#### GIVEN TASK
The material below should be written out in full and exactly; pictures stay out of the copy.

#### RECORD EXTRACTS
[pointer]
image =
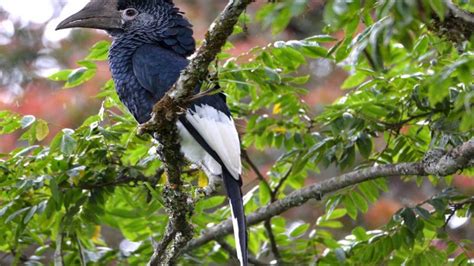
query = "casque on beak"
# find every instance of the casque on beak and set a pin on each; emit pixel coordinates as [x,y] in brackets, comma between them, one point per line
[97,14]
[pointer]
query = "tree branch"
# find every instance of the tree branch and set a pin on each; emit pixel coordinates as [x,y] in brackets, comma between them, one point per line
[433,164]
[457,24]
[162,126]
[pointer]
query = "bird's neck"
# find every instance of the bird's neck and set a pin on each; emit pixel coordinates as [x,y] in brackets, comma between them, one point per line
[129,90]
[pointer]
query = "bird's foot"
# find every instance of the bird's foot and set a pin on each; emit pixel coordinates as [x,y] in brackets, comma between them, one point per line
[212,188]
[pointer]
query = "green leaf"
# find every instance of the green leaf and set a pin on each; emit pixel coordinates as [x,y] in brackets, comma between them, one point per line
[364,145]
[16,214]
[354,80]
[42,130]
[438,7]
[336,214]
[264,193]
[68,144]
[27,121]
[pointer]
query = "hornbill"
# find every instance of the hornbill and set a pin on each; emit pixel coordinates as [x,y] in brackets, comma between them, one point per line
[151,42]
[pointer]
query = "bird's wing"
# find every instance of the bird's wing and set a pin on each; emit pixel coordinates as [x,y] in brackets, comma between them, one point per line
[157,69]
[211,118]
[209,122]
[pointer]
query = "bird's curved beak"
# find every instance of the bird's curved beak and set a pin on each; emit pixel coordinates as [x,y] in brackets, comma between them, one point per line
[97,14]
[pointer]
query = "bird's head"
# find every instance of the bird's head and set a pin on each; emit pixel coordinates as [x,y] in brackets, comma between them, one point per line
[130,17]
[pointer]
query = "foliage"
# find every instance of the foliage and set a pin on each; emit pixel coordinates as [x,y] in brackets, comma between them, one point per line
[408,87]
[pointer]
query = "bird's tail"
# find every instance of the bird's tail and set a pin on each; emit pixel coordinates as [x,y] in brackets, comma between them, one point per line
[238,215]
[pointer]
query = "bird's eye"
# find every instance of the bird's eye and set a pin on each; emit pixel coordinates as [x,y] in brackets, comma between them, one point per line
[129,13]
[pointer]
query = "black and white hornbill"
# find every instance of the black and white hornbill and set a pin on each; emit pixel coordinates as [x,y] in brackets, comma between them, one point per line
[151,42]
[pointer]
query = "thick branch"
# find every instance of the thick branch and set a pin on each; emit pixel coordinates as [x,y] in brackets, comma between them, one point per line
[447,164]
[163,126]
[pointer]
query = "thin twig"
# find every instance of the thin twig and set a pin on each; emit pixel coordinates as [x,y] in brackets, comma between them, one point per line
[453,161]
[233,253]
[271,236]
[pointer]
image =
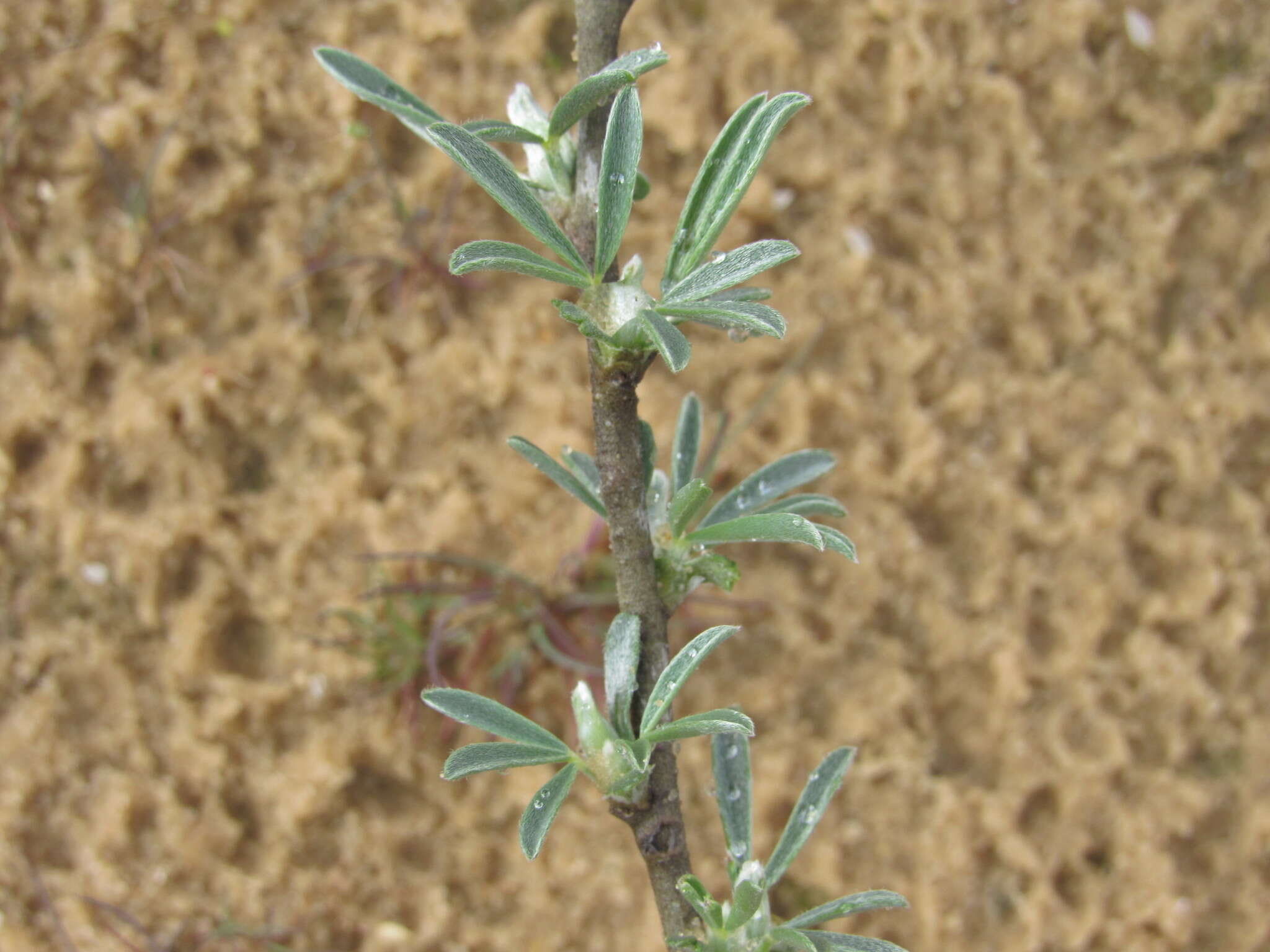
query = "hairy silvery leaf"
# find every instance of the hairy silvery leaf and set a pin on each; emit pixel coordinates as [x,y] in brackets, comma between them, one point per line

#### TASK OUTPUT
[pointer]
image =
query = "casque on beak"
# find every instance of the casque on beak and set a pin on each; emit pixel coordinates as [x,y] in brackets, comma between them, one point per line
[97,14]
[pointer]
query = "tree branch"
# find every instance of the tree branch and set a pin on each; emit pixel coordinates as [x,y] in brackets, comma between them, one point per line
[433,164]
[457,24]
[162,126]
[pointer]
query = "bird's neck"
# find every instance of the bird's neck and set a pin on each; emit pixel coordinates as [x,y] in brackets, comma between them, one point per line
[129,90]
[pointer]
query = "bird's foot"
# find every instance of the bird's foot and set a pin on each; emit pixel coordinates as [x,y] in brackets, comma between them, one point per line
[212,188]
[pointer]
query = "green leaf"
# find every instance of the green leaf and set a pin on each; emit pixel coordinates as [x,y] in brackets, comma between them, one point per line
[364,145]
[16,214]
[354,80]
[42,130]
[438,7]
[336,214]
[264,193]
[68,144]
[27,121]
[pointer]
query = "hornbill"
# find every instance of the hornbill and set a pin on each; emit pixel coordinates as [x,y] in brackets, comma between them, one point per line
[151,42]
[pointer]
query = "bird's wing"
# find every instance of the bird's wing and set a pin on each; emit pixel coordinates as [x,y] in brackets, comma between them, one point per line
[157,69]
[211,118]
[209,122]
[pointer]
query = "bird's curved beak"
# find every instance of the bird's curved beak and set a pin on each; emit pixel coordinates as [x,y] in brackets, comma between them, one point per line
[97,14]
[pointer]
query = "bird's head"
# find every instance of the bird's head and set a pin on each; emit pixel coordinates as [x,y] in brackets, comma between them, one point per line
[130,17]
[pointer]
query = "foliage"
# find every instance of the foliage and set a pin on each; emit pixel coordinates as [x,y] in brackets, comma between them, one point per line
[408,87]
[pointer]
query = "bird's tail"
# find every instance of the bird's tail and set a pin on each; emit pixel coordinates as [x,y] in brackets, comma between them, one point per line
[238,215]
[pointer]
query = "bird's eye"
# find every instance of the bird's eye and set a pin on each; emit pixel coordinates as [x,y] in brackets, comma between them, one point per line
[129,13]
[pointer]
query = "black and white hornbill"
# find every instance of the black and white hornbill and set a pin on each; emit pixel coordinates as [x,y] in brackets, comma between them, one point per line
[151,42]
[pointer]
query = "thick branch"
# find every instance of the thick branch and set a pin on each; emit pixel coordinates as [x,y] in brackets, comma between them, one point per line
[447,164]
[163,126]
[pointer]
query = "thin twig"
# find every instance of the thin twig and set a pin on each; emit pixel coordinates as [x,y] in brackets, comma between them, one point per line
[453,161]
[233,253]
[271,236]
[pointer]
image =
query = "hairy silvery leaf"
# find every instance of the hairy silvery leaf and set a pin on each; emit pixel coordinates as [x,y] in brackets, comma between them, one point per line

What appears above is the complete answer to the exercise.